What the task asks:
Could you copy out every one of the items below word for word, leaving the pictures out?

Entries provided:

———

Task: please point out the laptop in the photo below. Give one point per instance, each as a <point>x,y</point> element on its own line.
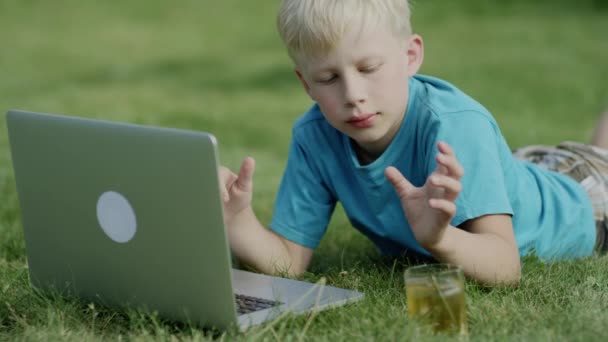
<point>130,215</point>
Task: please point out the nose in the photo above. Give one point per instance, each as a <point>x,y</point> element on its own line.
<point>354,90</point>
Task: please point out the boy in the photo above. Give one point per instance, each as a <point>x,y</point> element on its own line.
<point>417,165</point>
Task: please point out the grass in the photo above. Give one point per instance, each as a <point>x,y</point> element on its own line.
<point>219,66</point>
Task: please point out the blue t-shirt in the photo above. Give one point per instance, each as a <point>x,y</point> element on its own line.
<point>552,215</point>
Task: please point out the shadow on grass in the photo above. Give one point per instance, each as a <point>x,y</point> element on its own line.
<point>200,72</point>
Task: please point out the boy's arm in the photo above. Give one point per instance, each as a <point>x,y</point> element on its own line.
<point>486,249</point>
<point>252,243</point>
<point>263,249</point>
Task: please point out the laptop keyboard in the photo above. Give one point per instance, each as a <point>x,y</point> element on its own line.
<point>247,304</point>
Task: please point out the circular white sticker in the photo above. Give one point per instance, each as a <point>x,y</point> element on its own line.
<point>116,216</point>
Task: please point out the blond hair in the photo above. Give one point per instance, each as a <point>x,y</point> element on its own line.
<point>311,28</point>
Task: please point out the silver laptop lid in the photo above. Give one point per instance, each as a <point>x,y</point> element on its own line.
<point>123,213</point>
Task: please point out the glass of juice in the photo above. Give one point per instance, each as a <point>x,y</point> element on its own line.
<point>435,296</point>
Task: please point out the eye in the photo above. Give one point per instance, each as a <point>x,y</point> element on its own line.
<point>327,80</point>
<point>369,69</point>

———

Solution below:
Task: please point out the laptop in the photo below. Give one point per instance, each as a <point>x,y</point> element on its own line.
<point>130,215</point>
Task: please point out the nose in the photo above. Give one point per instance, each as a <point>x,y</point> element on its own line.
<point>354,90</point>
Task: please point out the boy in the photo above. Give one point per instance, each as a <point>x,y</point> element on its own line.
<point>417,165</point>
Task: please point out the grass in the photo above. Give one point per instance, each as a <point>x,y</point> element on its own line.
<point>219,66</point>
Task: please point out the blue t-shirt in the photo above. Give one point per instance, each as a <point>x,y</point> element on its own line.
<point>552,215</point>
Task: please point out the shadow on grass in the photo above. Give one point per instance, each as a <point>x,y</point> element on its own line.
<point>200,72</point>
Task: please point out the boy's arm in the photo above. Give one point per instance, each as a <point>x,y</point> element on its own line.
<point>486,249</point>
<point>252,243</point>
<point>263,249</point>
Task: please point out the laptop keyboard in the photo above. Give one point per instance, each as a <point>x,y</point> element on its own line.
<point>247,304</point>
Task: please point out the circular white sticker in the photo above. Give one point per instance, each as a <point>x,y</point> element on its own line.
<point>116,216</point>
Task: please point out the blond hair in the photo above. Give one point per instance, each as a <point>x,y</point> element on its own line.
<point>311,28</point>
Task: please point out the silver laptop lid in the photo above. Give one point per instance, each as a <point>x,y</point> element on its own line.
<point>123,213</point>
Task: please point out the glass of juice in the photo above. Give one point per instance, each as a <point>x,y</point> element on its own line.
<point>435,296</point>
Task: please point out the eye in the photo above. Give one point per instance, each as a <point>x,y</point> element on its own line.
<point>327,80</point>
<point>369,69</point>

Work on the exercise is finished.